## Extract
On August 30, 2022, the Company and Centric issued a joint press release announcing the execution of the Merger Agreement. A copy of the press release is attached hereto as Exhibit 99.2 and is incorporated herein by reference.
ADDITIONAL INFORMATION ABOUT THE MERGER AND WHERE TO FIND IT
In connection with the Merger, the Company will file a registration statement on Form S‑4 with the SEC. The registration statement will include a proxy statement for Centric, and a prospectus of the Company, that will be sent to Centric’s shareholders seeking certain approvals related to the proposed Merger.
THE SHAREHOLDERS OF CENTRIC ARE ADVISED TO READ THE PROXY STATEMENT/PROSPECTUS WHEN IT BECOMES AVAILABLE AND ANY OTHER RELEVANT DOCUMENTS FILED WITH THE SEC, AS WELL AS ANY AMENDMENTS OR SUPPLEMENTS TO THOSE DOCUMENTS, BECAUSE THEY WILL CONTAIN IMPORTANT INFORMATION.

## Stored data
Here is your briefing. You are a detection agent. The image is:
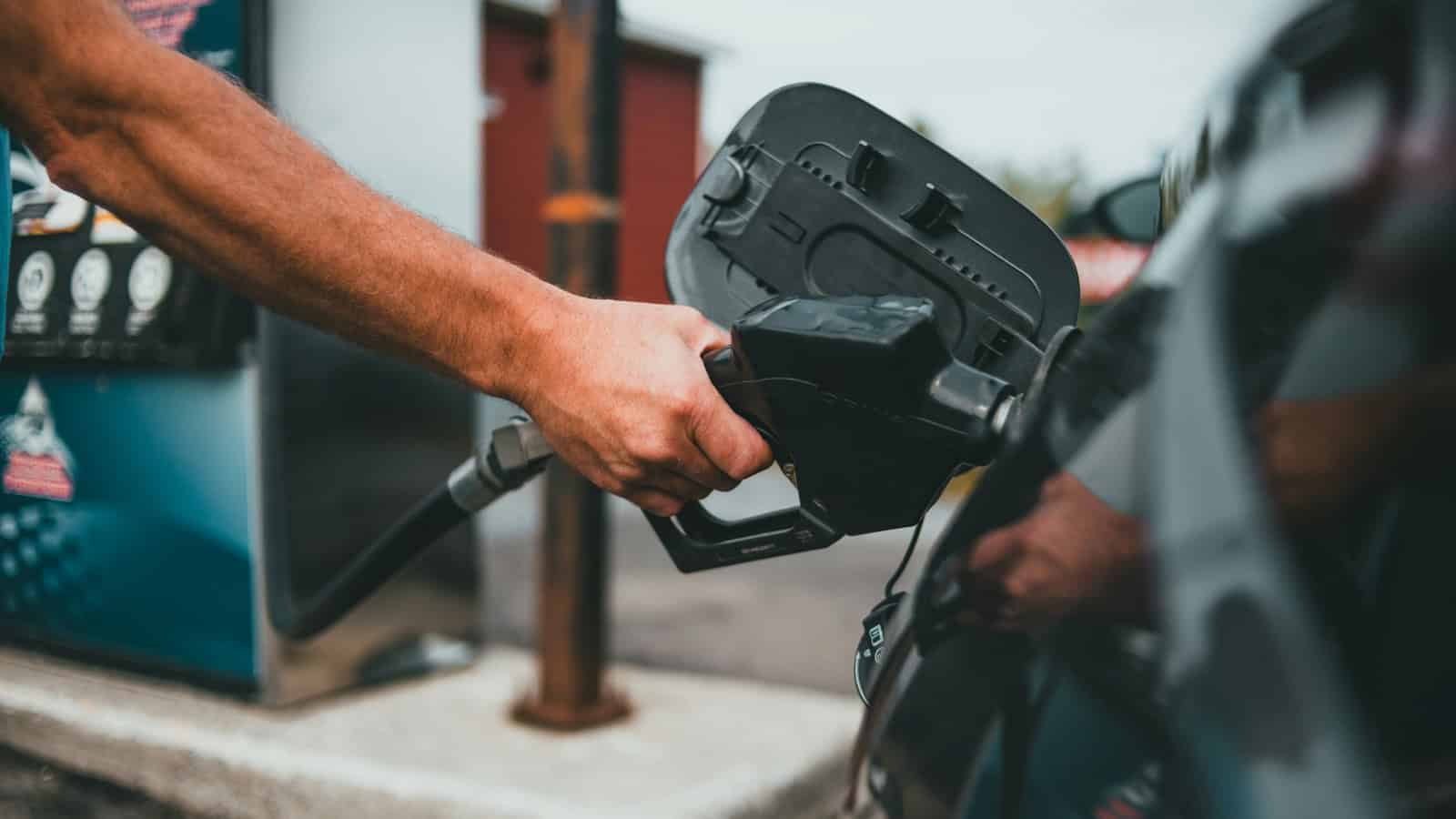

## Directive
Please reproduce the merger passage above word for word, in full.

## Exercise solution
On August 30, 2022, the Company and Centric issued a joint press release announcing the execution of the Merger Agreement. A copy of the press release is attached hereto as Exhibit 99.2 and is incorporated herein by reference.
ADDITIONAL INFORMATION ABOUT THE MERGER AND WHERE TO FIND IT
In connection with the Merger, the Company will file a registration statement on Form S‑4 with the SEC. The registration statement will include a proxy statement for Centric, and a prospectus of the Company, that will be sent to Centric’s shareholders seeking certain approvals related to the proposed Merger.
THE SHAREHOLDERS OF CENTRIC ARE ADVISED TO READ THE PROXY STATEMENT/PROSPECTUS WHEN IT BECOMES AVAILABLE AND ANY OTHER RELEVANT DOCUMENTS FILED WITH THE SEC, AS WELL AS ANY AMENDMENTS OR SUPPLEMENTS TO THOSE DOCUMENTS, BECAUSE THEY WILL CONTAIN IMPORTANT INFORMATION.